* Text section *
**********

Can you write \(\vvec_3\) as a linear combination of \(\vvec_1\) and \(\vvec_2\text{?}\) If so, in how many ways?

3.

Consider the vectors

\begin{equation*} \vvec_1 = \left[\begin{array}{r} 2 \\ -1 \\ -2 \end{array}\right], \vvec_2 = \left[\begin{array}{r} 0 \\ 3 \\ 1 \end{array}\right], \vvec_3 = \left[\begin{array}{r} 4 \\ 4 \\ -2 \end{array}\right]\text{.} \end{equation*}

Can you express the vector \(\bvec=\left[\begin{array}{r} 10 \\ 1 \\ -8 \end{array}\right]\) as a linear combination of \(\vvec_1\text{,}\) \(\vvec_2\text{,}\) and \(\vvec_3\text{?}\) If so, describe all the ways in which you can do so.
Can you express the vector \(\bvec=\left[\begin{array}{r} 3 \\ 7 \\ 1 \end{array}\right]\) as a linear combination of \(\vvec_1\text{,}\) \(\vvec_2\text{,}\) and \(\vvec_3\text{?}\) If so, describe all the ways in which you can do so.
Show that \(\vvec_3\) can be written as a linear combination of \(\vvec_1\) and \(\vvec_2\text{.}\)

**********

* Records *
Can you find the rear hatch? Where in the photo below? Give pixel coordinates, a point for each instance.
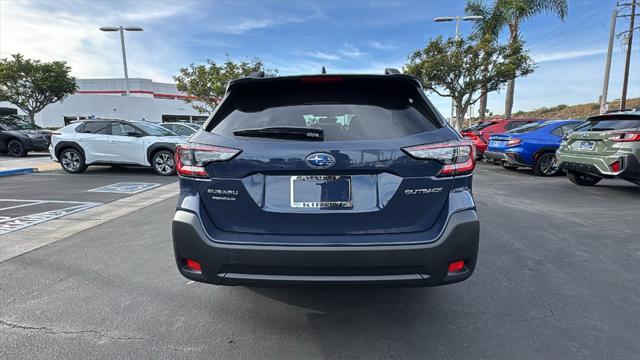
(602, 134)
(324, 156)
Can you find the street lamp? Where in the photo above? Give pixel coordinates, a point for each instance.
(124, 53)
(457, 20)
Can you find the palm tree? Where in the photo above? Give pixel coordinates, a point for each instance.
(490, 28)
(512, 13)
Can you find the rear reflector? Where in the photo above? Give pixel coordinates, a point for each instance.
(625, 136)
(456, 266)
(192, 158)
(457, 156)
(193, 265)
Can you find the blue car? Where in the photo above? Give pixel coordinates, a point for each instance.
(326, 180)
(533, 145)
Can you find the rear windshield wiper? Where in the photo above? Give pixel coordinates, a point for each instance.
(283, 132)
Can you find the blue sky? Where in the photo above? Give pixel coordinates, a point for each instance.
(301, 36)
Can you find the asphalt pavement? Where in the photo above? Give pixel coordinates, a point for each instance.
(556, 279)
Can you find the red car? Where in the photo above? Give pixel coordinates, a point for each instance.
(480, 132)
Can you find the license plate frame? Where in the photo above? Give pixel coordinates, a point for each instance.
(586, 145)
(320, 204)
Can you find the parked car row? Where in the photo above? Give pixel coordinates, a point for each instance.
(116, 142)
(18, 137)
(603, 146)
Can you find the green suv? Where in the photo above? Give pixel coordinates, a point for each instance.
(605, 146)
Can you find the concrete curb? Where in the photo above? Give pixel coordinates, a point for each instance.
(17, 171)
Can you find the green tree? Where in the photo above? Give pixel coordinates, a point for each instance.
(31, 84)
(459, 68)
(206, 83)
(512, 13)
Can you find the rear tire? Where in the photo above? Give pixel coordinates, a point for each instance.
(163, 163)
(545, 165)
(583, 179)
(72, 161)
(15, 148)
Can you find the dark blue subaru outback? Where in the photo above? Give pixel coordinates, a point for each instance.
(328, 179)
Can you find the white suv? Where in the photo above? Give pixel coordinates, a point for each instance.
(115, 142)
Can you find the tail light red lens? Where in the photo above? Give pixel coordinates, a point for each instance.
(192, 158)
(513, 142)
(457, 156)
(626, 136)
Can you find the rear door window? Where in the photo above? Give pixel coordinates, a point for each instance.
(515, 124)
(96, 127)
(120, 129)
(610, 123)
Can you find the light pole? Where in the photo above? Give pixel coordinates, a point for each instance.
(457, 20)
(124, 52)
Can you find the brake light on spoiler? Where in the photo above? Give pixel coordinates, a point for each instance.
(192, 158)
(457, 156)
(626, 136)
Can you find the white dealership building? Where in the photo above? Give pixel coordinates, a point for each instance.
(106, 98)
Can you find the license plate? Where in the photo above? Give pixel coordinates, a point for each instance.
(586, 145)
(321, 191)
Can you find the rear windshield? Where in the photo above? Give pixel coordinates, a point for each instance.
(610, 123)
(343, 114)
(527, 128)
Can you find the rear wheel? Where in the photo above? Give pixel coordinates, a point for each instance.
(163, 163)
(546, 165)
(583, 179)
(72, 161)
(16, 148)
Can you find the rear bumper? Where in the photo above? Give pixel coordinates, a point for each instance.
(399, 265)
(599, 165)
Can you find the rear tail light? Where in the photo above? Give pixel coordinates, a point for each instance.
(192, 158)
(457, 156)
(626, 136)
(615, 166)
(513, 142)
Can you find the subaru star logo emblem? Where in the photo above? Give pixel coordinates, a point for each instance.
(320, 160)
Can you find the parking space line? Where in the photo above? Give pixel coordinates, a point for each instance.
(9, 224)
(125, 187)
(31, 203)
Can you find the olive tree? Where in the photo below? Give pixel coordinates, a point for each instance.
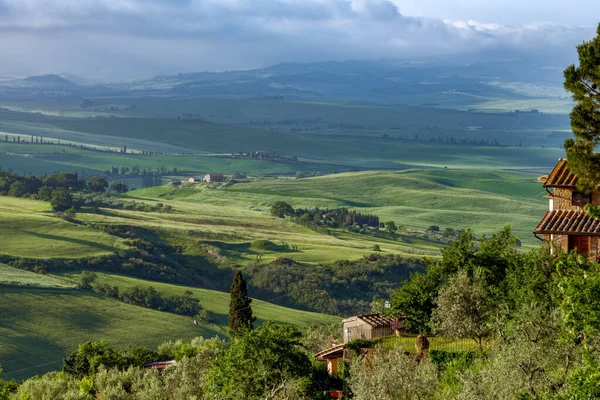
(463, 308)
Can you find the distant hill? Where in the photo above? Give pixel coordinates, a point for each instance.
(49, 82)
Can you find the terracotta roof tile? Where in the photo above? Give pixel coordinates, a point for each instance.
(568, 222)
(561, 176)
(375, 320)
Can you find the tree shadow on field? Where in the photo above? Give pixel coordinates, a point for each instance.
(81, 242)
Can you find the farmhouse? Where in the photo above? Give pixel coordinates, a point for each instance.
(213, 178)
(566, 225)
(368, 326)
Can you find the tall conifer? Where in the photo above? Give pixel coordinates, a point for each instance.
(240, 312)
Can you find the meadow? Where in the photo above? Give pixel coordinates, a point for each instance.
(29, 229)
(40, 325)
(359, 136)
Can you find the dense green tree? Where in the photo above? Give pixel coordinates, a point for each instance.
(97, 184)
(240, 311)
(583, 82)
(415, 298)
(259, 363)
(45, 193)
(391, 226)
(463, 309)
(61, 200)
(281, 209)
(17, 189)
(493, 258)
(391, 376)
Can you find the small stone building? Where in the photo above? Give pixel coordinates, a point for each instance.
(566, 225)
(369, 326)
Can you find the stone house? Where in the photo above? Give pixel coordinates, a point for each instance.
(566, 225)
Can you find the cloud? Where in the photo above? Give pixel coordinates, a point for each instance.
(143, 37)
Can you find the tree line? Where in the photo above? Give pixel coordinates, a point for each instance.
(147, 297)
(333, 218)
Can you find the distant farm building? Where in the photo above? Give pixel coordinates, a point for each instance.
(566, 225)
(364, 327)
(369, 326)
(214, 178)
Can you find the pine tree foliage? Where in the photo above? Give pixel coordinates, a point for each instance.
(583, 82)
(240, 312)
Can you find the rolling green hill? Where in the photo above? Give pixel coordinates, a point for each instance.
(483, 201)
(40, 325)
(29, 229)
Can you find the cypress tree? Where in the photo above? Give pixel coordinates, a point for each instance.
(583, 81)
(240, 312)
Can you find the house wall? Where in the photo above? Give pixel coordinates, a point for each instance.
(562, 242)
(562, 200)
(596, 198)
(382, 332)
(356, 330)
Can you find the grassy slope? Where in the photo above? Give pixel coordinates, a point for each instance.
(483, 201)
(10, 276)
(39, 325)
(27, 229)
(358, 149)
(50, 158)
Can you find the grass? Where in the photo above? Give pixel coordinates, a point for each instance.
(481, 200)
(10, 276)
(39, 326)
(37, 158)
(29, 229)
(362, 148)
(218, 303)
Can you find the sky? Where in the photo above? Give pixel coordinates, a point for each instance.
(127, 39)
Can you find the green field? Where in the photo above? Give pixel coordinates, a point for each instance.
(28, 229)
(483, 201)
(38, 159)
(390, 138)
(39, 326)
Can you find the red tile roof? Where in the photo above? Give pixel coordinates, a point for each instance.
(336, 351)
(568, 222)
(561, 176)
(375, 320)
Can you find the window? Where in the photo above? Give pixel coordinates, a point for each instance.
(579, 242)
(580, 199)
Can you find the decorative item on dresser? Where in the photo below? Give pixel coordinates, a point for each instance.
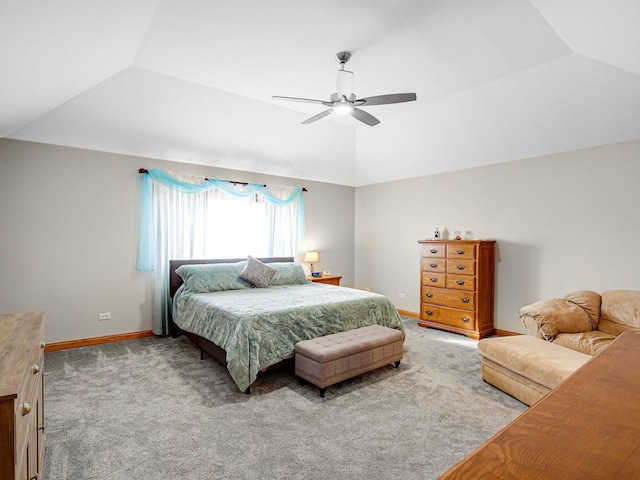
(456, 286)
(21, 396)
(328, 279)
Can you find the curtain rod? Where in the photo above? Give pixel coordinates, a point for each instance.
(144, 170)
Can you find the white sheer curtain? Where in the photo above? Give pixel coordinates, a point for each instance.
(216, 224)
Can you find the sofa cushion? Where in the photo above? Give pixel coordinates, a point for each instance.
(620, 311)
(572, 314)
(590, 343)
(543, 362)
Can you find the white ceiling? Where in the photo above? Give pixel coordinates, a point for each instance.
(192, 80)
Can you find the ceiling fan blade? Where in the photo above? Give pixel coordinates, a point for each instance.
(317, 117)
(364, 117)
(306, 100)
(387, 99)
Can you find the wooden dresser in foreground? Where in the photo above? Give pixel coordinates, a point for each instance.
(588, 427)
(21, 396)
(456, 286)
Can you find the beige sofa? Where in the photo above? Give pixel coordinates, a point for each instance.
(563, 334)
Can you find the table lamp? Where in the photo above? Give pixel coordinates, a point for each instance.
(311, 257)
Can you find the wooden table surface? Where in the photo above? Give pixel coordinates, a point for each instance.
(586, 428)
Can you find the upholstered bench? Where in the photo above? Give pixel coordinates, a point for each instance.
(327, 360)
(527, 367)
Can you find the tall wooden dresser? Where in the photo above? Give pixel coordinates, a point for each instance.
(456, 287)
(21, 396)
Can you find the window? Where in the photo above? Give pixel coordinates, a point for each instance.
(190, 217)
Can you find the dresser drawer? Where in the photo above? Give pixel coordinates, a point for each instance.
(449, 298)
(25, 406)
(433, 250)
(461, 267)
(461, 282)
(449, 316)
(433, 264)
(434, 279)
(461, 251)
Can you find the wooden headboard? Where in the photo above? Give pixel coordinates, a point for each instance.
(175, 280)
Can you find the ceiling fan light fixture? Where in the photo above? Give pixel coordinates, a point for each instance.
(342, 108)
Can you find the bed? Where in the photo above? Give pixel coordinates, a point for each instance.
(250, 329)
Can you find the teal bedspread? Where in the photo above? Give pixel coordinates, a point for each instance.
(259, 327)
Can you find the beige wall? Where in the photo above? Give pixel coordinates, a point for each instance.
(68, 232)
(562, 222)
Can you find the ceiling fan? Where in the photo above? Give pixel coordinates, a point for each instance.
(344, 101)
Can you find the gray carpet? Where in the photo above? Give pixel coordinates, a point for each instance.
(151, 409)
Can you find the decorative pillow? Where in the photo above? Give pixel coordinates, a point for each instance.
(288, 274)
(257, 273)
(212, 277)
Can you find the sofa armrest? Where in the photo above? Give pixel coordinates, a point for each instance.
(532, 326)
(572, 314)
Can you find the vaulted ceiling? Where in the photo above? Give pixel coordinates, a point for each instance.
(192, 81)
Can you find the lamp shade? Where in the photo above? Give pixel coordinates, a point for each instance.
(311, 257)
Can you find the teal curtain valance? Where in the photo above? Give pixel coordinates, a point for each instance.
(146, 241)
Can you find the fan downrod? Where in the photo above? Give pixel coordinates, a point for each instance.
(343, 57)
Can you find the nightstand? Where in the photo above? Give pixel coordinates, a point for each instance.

**********

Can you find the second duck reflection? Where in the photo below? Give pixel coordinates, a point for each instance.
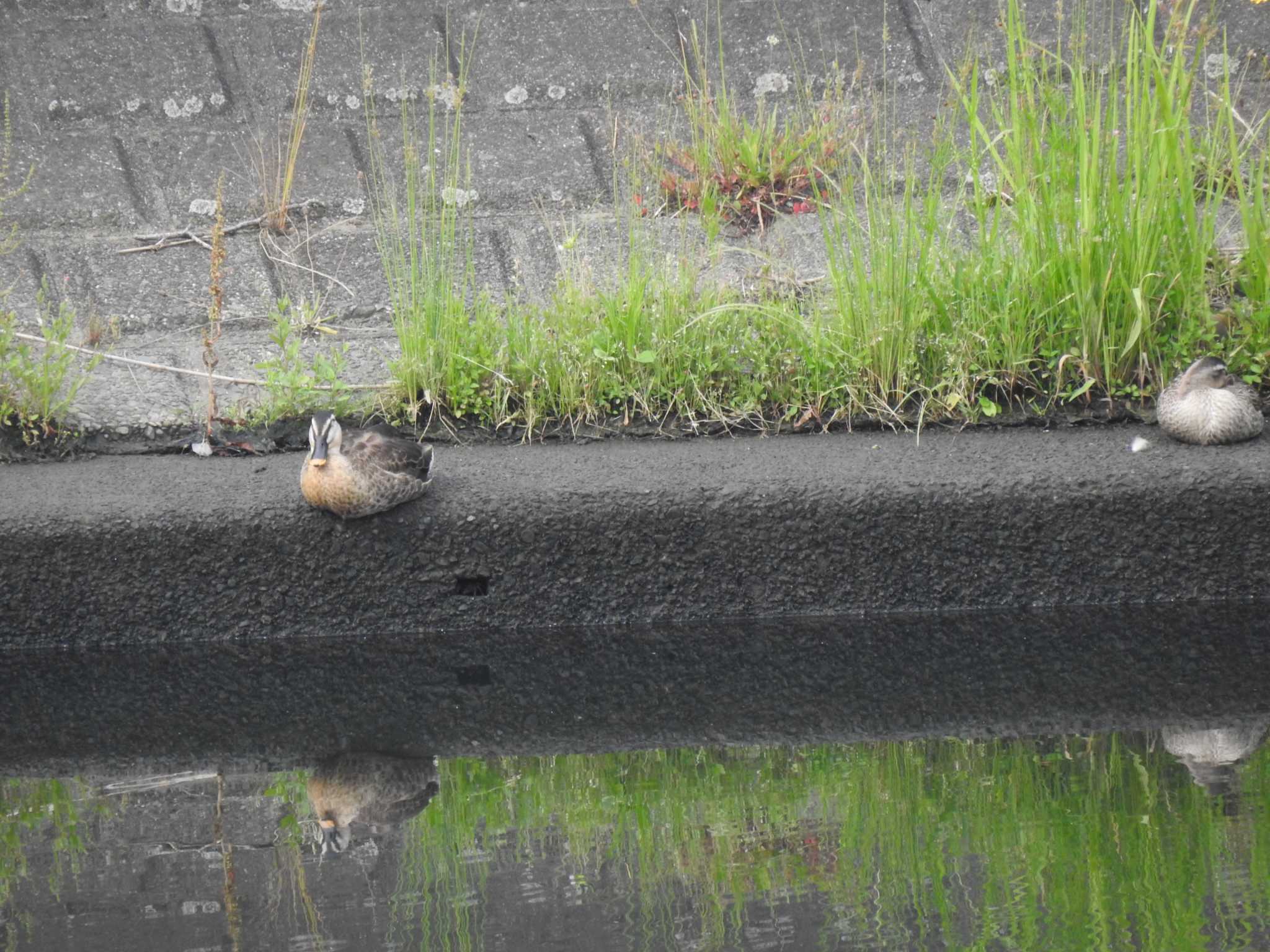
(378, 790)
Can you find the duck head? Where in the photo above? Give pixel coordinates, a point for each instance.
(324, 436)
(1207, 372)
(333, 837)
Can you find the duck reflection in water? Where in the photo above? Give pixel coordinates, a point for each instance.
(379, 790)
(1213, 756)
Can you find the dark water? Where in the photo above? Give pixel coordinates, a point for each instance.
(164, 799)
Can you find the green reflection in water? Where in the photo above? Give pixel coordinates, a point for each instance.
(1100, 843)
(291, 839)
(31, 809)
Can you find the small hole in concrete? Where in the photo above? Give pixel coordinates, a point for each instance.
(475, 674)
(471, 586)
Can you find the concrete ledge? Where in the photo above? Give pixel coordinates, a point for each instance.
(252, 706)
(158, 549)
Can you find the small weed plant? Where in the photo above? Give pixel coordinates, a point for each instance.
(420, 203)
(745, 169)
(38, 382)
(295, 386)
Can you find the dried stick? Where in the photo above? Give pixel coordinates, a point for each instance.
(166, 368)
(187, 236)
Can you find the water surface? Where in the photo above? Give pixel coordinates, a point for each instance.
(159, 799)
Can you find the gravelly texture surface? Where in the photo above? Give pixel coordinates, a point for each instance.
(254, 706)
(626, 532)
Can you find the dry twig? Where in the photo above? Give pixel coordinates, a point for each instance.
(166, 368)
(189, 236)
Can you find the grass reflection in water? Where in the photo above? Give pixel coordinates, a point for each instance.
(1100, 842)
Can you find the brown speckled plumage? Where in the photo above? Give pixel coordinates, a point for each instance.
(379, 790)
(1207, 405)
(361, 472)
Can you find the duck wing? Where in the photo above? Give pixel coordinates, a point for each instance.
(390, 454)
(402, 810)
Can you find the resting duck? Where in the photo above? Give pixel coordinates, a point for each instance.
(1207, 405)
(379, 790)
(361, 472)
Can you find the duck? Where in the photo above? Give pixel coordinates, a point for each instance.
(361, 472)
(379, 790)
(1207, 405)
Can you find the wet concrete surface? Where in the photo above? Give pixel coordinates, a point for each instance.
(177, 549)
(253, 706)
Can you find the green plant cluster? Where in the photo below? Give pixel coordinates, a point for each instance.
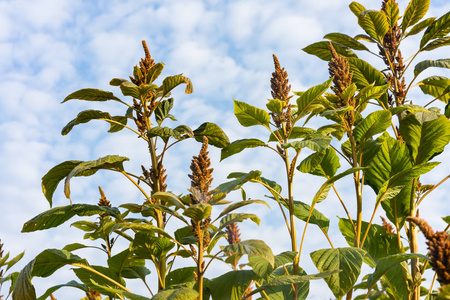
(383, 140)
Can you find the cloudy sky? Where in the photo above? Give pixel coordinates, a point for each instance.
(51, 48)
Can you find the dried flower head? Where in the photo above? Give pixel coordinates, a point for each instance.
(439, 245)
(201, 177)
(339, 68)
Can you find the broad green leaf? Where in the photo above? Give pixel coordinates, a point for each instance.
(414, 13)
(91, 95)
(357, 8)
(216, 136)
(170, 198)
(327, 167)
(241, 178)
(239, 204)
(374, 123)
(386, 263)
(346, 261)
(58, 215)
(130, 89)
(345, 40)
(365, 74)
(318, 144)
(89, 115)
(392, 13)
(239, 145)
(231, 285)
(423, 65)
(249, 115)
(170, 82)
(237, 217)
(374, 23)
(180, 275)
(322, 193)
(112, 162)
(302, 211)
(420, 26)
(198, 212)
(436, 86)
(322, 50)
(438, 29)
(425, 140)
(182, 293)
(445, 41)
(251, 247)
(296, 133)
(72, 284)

**********

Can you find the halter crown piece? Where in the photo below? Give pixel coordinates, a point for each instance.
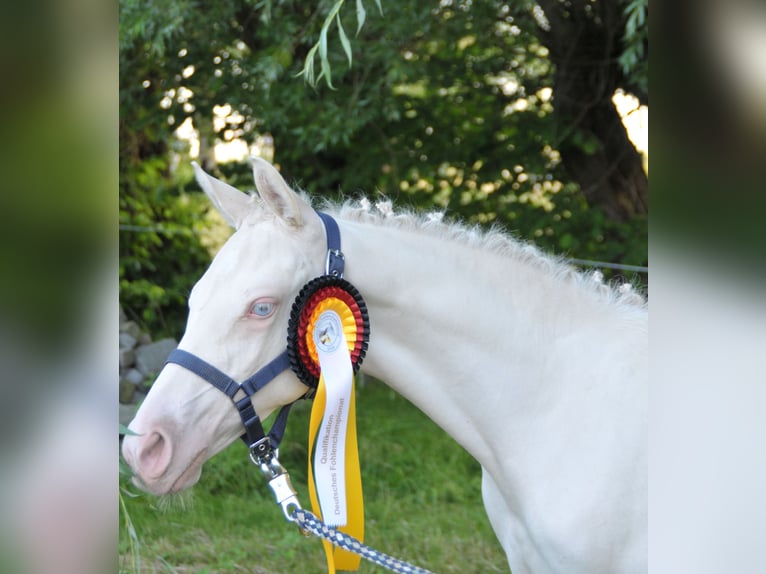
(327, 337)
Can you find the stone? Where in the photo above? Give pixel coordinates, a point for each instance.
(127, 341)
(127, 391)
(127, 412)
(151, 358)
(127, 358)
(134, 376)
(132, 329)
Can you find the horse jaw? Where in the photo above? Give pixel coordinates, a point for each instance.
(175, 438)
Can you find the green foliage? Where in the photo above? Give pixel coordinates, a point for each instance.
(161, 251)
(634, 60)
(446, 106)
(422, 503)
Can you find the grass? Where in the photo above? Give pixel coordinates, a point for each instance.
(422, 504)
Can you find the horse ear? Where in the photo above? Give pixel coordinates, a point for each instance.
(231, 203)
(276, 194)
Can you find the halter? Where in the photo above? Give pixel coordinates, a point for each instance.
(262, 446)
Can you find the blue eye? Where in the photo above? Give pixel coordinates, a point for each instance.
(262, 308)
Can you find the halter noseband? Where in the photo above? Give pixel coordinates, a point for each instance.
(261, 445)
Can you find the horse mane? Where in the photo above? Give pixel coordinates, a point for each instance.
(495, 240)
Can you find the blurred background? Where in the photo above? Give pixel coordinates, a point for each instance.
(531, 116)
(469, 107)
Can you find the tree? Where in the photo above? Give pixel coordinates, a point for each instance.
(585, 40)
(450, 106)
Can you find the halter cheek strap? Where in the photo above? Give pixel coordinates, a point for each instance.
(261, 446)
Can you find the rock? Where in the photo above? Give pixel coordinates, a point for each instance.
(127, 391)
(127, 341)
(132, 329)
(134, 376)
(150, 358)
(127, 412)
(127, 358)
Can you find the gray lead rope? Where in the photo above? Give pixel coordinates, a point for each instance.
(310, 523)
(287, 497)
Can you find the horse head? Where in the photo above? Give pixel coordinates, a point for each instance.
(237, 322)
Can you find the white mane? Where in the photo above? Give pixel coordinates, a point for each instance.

**********

* To do *
- 1) In the linear algebra exercise, what are the three entries of the vector v₃?
- 2) Carry on the linear algebra exercise past its final line, adding the next part in the same style.

* Final answers *
- 1) 4, 4, and −2

- 2)
Explain why any linear combination of \(\vvec_1\text{,}\) \(\vvec_2\text{,}\) and \(\vvec_3\text{,}\)

\begin{equation*} a\vvec_1 + b\vvec_2 + c\vvec_3, \end{equation*}

can be rewritten as a linear combination of just \(\vvec_1\) and \(\vvec_2\text{.}\)

4.

Consider the vectors

\begin{equation*} \vvec_1=\left[\begin{array}{r} 3 \\ -1 \\ 1 \end{array}\right], \vvec_2=\left[\begin{array}{r} 1 \\ 1 \\ 2 \end{array}\right]. \end{equation*}

For what value(s) of \(k\text{,}\) if any, can the vector \(\left[\begin{array}{r} k \\ -2 \\ 5 \end{array}\right]\) be written as a linear combination of \(\vvec_1\) and \(\vvec_2\text{?}\)

5.

A theme that will later unfold concerns the use of coordinate systems. We can identify the point \((x,y)\) with the tip of the vector \(\left[\begin{array}{r}x\\y\end{array}\right]\text{,}\) drawn emanating from the origin. We can then think of the usual Cartesian coordinate system in terms of linear combinations of the vectors

\begin{equation*} \evec_1 = \left[\begin{array}{r} 1 \\ 0 \end{array}\right], \evec_2 = \left[\begin{array}{r} 0 \\ 1 \end{array}\right]. \end{equation*}

For instance, the point \((2,-3)\) is identified with the vector

\begin{equation*} \left[\begin{array}{r} 2 \\ -3 \end{array}\right] = 2\evec_1 - 3\evec_2, \end{equation*}

as shown on the left in Figure 2.3.4.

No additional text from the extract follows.